TEXT TO READ
1. For your first book, have no idea whatsoever until the very last minute, then sit down and write it effortlessly in three months (before, during and after work, and after your small child has gone to bed).  Do very few revisions. This book will be a bestseller. 2. For book two -- have a great idea, take nearly a year to write a first draft, show it proudly to your English and American editors, who will reject it out of hand, actively discouraging you from bothering to revise. Spend another year fixing it before anyone will agree to publish it or award it the Carnegie medal.

3. Book three will take a year or so, without giving too much trouble. The ending will prove stubborn, causing months of delay, but the rest will more or less flow.

4. Book four will be your worst yet, not coming together, remaining two-dimensional, requiring outside assistance and a great deal of head-banging -- until the day it snaps into full colour and just works.

5. Book five will be a complete nightmare, taking three years and threatening never to work. This book will inspire loathing and self-loathing in equal measure and convince you that you should never have started this stupid writing game.

6. Book six will not want to be started, until the moment you sit down to write it, at which point it will flow out more or less without problem. It will not impress early readers, but you will have faith in it, despite it being a mystery plot with a mystery that stubbornly refuses to resolve. You will revise it in thin layers that eventually add up to a satisfying story.

7. Book seven has not yet been started.  But will inevitably follow the simple formula laid out above.

BRIEF 1
In the text about writing a series of books, how long does book five take?
BRIEF 2
Reproduce the passage of the book-writing text that begins at the words "3. Book three" and stops after "and just works.".

RECORDS PROVIDED
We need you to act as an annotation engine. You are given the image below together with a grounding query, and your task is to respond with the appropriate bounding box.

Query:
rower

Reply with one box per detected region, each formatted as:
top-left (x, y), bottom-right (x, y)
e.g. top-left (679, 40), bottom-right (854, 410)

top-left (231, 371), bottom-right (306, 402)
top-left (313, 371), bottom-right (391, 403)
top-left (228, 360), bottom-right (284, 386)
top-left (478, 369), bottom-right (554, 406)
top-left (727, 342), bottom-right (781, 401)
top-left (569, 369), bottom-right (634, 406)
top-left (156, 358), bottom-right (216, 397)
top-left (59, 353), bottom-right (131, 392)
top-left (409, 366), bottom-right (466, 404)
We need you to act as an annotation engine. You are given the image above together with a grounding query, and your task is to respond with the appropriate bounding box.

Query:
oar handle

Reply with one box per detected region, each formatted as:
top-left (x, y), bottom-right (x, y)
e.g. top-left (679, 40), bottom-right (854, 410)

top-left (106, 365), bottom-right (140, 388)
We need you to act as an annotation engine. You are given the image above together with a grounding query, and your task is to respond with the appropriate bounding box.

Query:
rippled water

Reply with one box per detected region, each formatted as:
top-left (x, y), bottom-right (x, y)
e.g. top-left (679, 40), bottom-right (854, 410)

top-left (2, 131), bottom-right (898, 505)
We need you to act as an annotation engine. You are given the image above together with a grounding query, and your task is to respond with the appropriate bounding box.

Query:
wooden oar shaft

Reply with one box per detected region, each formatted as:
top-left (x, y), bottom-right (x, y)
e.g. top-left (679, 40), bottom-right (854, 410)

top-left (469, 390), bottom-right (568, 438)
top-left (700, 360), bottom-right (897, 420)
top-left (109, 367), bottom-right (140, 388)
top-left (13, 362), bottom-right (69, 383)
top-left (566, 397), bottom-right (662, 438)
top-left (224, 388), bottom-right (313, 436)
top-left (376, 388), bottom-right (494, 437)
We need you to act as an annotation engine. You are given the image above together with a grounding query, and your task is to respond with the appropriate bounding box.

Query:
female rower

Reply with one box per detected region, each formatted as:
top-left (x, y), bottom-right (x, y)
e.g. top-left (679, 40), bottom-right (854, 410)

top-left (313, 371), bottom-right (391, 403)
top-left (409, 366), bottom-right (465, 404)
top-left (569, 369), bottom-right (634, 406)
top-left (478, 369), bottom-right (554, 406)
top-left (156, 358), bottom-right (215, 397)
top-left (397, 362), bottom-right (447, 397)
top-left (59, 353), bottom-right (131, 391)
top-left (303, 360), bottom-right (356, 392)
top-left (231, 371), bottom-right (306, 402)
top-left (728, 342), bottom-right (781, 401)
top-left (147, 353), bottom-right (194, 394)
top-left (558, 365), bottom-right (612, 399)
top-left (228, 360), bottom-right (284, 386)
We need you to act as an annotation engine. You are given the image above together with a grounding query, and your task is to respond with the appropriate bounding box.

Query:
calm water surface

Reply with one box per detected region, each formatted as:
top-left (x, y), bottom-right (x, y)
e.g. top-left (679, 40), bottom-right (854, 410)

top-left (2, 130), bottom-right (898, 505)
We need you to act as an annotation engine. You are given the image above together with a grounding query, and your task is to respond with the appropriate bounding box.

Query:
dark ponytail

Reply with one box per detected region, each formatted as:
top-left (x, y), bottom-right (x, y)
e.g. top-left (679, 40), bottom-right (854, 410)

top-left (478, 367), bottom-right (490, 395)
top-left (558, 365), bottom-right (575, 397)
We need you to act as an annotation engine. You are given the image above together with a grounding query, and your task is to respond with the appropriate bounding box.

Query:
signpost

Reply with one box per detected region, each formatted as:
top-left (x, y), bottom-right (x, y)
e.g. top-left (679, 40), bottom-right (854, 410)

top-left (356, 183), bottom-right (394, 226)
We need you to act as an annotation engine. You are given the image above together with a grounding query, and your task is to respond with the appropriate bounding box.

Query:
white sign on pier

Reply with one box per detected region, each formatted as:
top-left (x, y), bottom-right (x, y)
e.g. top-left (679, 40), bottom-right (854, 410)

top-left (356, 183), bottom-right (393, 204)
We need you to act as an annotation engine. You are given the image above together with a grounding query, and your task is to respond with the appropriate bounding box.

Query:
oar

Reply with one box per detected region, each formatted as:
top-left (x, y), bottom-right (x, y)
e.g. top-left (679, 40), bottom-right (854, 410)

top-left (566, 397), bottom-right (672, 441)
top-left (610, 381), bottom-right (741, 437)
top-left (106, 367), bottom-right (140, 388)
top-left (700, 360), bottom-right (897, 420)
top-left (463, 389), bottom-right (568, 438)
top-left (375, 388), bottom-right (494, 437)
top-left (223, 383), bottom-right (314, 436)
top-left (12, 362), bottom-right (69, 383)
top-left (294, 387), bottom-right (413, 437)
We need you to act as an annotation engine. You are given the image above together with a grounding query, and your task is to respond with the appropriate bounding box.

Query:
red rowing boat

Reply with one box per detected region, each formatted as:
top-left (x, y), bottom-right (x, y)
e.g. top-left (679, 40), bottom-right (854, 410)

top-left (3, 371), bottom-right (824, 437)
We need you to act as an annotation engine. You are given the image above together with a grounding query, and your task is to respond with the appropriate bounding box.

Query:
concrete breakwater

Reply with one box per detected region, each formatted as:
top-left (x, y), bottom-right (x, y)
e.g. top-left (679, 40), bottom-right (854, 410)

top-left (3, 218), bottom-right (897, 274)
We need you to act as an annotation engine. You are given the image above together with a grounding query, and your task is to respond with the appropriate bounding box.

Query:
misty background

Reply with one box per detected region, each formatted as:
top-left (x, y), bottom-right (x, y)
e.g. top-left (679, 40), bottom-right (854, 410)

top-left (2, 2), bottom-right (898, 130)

CORRECT RESPONSE 1
Three years.

CORRECT RESPONSE 2
3. Book three will take a year or so, without giving too much trouble. The ending will prove stubborn, causing months of delay, but the rest will more or less flow.

4. Book four will be your worst yet, not coming together, remaining two-dimensional, requiring outside assistance and a great deal of head-banging -- until the day it snaps into full colour and just works.